→ Detalles del problema
Cuenta las líneas del listado de abajo que contienen la cadena "outline", teniendo en cuenta mayúsculas y minúsculas, y responde solo con el número.

===== Conjunto de registros =====

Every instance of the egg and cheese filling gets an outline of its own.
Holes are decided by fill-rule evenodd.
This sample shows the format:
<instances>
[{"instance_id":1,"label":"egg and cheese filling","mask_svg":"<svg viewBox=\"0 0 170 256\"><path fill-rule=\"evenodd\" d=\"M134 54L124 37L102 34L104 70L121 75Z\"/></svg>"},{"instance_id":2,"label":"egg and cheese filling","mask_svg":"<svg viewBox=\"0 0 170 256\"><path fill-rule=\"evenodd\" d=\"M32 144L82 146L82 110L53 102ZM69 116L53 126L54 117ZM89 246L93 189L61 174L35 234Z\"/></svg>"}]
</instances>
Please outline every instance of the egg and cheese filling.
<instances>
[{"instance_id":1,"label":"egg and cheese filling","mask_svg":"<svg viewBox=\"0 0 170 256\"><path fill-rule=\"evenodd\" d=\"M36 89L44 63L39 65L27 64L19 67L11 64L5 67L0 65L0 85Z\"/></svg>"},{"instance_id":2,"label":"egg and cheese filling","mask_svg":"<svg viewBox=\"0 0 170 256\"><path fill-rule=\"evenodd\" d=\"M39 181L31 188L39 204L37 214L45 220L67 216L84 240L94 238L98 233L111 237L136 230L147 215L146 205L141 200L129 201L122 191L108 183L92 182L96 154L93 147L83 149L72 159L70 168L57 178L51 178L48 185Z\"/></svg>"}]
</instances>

=====

→ Resultado del ejercicio
2